**EXERCISE DIRECTIONS:** Below are the records; pull every line that includes "each".

Referring expression data:
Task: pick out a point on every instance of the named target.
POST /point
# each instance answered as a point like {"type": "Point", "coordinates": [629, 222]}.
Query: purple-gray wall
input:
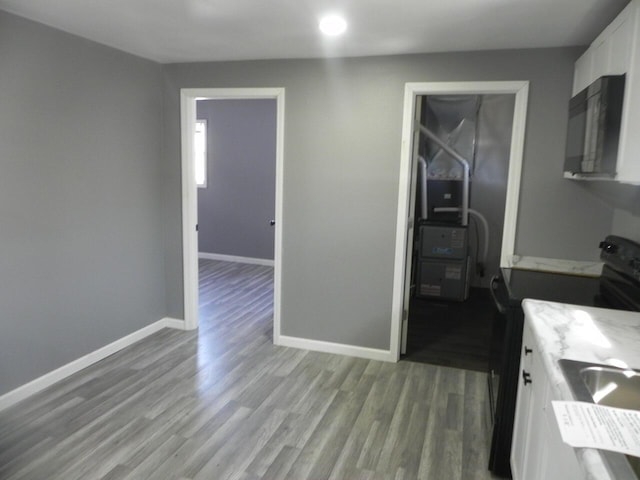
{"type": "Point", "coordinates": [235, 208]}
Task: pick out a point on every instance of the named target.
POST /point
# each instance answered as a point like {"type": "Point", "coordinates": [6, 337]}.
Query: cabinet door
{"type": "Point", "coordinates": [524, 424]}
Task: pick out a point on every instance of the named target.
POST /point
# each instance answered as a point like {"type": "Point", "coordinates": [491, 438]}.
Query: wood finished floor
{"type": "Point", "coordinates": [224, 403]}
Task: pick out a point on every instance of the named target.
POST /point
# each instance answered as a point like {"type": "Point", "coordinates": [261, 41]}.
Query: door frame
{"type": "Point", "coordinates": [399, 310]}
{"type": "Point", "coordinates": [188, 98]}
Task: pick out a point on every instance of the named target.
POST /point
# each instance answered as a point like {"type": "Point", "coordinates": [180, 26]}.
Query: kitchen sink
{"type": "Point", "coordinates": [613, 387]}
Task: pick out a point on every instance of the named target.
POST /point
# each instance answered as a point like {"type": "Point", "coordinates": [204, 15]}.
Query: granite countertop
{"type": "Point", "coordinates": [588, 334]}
---
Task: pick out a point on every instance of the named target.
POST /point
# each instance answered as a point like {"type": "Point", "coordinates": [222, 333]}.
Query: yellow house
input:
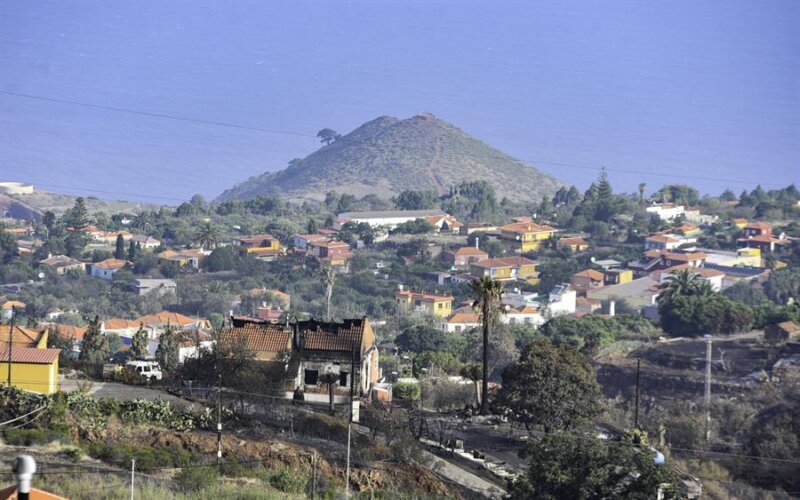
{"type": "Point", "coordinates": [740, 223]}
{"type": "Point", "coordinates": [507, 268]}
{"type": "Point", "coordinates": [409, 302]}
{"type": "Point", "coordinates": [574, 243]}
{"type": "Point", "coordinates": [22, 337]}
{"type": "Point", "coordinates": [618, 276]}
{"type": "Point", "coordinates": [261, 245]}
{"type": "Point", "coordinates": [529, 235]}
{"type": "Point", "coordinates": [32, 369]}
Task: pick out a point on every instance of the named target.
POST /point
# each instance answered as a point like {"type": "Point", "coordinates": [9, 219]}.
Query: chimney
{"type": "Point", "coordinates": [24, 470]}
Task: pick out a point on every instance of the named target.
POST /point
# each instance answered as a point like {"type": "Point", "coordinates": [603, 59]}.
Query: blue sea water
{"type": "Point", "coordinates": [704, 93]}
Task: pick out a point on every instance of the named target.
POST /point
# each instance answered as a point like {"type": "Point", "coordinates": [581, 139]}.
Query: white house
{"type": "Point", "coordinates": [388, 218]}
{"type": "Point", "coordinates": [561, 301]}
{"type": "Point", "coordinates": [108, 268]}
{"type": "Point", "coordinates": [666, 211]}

**RESULT OF THIS EXERCISE:**
# each instance answered as a point like {"type": "Point", "coordinates": [629, 222]}.
# each instance answered as a point like {"type": "Point", "coordinates": [6, 337]}.
# each instance answered as a point like {"type": "Point", "coordinates": [491, 438]}.
# each instance answered as a point like {"type": "Point", "coordinates": [261, 41]}.
# each instance answered as a point like {"type": "Point", "coordinates": [180, 26]}.
# each instance answered as a point like {"type": "Point", "coordinates": [204, 15]}.
# each instance answered as a point like {"type": "Point", "coordinates": [222, 333]}.
# each instance answered as a point like {"type": "Point", "coordinates": [9, 219]}.
# each instance answered as a point like {"type": "Point", "coordinates": [603, 59]}.
# each instance answered as a point like {"type": "Point", "coordinates": [581, 139]}.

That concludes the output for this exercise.